Written request. List every line in the material below that contains the string "roof", copying each one in full.

----------

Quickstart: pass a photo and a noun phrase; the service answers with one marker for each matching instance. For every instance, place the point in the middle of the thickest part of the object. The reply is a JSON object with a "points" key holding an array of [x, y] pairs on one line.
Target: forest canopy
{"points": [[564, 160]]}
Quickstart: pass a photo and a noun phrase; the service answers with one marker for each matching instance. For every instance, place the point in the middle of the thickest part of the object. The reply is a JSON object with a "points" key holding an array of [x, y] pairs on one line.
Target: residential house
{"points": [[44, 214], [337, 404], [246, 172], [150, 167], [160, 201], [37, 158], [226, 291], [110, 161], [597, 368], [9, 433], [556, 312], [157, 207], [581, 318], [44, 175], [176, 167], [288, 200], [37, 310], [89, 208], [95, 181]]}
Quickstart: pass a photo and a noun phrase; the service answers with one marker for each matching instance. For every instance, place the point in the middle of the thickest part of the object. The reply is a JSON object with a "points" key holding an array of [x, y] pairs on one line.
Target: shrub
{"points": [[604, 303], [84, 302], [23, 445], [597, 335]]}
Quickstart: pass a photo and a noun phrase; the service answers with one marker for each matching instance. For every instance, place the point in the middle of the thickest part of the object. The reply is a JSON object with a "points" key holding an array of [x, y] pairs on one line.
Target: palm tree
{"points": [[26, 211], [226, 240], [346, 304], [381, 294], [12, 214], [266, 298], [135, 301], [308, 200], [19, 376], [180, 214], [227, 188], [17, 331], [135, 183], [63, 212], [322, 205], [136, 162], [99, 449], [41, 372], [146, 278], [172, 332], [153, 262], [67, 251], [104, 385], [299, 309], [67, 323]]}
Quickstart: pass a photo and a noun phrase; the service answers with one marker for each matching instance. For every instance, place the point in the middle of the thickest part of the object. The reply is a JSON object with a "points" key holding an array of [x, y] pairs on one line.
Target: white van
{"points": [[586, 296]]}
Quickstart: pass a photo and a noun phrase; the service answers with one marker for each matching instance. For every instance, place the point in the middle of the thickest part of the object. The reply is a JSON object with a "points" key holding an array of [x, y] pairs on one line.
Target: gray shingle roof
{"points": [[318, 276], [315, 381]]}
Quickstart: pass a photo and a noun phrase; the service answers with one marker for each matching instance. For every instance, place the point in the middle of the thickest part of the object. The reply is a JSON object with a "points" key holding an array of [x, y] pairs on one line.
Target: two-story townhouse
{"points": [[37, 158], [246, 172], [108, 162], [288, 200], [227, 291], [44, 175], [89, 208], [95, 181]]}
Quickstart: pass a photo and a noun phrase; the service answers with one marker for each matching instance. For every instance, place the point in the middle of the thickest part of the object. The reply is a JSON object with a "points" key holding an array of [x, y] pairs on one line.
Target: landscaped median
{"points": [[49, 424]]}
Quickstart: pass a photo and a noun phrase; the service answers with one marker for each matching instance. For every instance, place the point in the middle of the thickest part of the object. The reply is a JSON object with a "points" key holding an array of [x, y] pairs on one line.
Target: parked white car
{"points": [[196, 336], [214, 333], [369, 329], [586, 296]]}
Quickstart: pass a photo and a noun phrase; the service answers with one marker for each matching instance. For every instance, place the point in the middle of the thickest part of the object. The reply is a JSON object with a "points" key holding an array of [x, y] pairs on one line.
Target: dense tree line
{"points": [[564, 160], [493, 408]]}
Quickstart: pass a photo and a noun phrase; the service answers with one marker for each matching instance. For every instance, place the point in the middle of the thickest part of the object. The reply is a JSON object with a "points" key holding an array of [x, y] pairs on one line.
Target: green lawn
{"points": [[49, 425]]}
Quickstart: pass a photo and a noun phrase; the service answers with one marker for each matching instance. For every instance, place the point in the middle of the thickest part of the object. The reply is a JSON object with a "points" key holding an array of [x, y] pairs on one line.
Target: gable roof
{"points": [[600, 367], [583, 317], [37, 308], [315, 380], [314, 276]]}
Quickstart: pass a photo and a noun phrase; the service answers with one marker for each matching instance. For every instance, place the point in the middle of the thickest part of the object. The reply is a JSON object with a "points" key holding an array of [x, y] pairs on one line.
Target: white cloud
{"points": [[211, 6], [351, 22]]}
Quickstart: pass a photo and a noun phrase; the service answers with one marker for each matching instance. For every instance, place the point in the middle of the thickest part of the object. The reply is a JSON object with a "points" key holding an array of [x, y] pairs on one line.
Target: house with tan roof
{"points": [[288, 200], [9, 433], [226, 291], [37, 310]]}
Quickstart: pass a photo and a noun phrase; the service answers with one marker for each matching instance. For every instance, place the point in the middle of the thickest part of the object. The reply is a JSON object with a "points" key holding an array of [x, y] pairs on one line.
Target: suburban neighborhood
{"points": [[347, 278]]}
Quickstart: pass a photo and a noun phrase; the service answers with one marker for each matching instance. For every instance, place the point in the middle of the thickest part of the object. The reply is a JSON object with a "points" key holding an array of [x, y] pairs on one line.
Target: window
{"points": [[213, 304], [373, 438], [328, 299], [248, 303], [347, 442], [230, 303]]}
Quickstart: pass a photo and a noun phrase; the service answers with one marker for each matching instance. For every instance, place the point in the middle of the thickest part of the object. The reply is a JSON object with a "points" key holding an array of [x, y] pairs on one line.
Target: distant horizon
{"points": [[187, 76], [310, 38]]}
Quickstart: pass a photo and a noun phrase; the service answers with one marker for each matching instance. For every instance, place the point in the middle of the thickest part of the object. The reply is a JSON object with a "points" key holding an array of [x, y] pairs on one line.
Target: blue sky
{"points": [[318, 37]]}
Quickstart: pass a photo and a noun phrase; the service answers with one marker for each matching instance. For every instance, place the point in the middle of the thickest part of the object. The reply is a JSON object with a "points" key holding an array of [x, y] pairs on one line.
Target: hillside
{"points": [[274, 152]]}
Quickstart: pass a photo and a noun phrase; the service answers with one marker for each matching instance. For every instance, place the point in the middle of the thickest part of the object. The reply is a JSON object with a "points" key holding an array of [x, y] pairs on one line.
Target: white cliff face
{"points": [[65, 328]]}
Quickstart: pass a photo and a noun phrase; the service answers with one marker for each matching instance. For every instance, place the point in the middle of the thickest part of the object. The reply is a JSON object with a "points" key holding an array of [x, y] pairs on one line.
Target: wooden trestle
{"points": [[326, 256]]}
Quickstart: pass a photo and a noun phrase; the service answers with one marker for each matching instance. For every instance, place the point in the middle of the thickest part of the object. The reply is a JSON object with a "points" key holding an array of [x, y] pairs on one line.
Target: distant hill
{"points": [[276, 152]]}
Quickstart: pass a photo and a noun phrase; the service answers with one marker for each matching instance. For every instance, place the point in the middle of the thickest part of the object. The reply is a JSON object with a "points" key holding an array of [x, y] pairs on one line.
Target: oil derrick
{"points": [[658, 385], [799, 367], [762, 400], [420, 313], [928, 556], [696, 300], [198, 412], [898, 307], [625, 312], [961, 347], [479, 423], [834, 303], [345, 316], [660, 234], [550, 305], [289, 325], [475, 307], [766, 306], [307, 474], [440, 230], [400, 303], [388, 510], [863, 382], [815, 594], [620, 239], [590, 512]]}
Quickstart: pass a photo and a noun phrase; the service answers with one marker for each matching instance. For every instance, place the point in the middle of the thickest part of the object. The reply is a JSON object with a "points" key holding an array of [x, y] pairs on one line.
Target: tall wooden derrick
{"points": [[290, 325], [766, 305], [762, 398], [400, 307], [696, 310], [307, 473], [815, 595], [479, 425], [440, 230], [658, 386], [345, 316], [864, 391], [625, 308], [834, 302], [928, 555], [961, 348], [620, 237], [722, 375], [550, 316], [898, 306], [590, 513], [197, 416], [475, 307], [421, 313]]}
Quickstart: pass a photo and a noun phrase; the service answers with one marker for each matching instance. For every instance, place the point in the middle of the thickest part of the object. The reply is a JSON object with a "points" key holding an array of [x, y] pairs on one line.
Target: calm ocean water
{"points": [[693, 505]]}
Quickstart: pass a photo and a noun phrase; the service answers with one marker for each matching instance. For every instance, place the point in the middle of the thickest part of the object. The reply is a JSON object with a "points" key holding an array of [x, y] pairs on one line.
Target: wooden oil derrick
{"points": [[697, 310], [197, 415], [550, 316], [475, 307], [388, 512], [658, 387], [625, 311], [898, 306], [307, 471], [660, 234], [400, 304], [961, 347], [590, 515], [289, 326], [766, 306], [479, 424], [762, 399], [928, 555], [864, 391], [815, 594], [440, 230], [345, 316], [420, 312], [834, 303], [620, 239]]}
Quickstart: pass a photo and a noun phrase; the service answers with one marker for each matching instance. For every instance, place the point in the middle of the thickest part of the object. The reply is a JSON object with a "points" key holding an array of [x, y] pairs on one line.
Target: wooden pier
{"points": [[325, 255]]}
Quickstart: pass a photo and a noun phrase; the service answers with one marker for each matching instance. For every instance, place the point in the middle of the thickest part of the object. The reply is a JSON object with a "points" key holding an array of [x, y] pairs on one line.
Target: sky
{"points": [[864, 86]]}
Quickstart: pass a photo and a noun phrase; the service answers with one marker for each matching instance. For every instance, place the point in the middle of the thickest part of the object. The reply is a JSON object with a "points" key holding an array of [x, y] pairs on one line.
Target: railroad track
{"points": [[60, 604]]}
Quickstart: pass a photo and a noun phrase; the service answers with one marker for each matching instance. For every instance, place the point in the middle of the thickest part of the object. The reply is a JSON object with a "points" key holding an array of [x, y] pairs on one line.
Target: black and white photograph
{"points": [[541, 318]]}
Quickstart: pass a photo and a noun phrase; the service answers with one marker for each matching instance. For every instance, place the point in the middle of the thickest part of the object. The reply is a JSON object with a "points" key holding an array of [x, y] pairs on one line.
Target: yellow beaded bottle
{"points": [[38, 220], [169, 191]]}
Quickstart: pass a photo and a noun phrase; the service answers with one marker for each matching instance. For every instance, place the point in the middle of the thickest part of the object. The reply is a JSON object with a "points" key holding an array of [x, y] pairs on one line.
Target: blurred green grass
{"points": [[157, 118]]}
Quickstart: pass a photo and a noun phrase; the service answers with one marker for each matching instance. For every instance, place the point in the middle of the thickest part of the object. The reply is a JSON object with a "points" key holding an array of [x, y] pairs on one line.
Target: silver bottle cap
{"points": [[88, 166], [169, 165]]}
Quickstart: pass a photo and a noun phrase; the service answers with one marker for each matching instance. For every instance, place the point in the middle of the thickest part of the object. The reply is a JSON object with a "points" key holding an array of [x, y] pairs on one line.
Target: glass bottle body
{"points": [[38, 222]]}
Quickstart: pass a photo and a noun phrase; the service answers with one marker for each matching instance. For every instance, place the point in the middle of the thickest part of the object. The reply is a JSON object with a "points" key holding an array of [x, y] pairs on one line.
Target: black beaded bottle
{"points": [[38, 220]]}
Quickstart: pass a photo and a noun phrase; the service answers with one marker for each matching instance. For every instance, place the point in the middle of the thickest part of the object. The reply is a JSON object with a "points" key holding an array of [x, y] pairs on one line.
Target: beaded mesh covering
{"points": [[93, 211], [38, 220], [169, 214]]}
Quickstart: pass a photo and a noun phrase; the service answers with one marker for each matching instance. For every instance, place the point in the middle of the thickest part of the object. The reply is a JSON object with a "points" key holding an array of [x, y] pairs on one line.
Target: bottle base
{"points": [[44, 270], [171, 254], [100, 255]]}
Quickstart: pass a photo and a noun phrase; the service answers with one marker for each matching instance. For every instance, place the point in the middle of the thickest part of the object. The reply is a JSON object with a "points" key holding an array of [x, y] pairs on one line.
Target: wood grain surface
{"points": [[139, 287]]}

----------

Solution for this problem.
Target: gray shingle roof
Target: gable roof
Target: house with tan roof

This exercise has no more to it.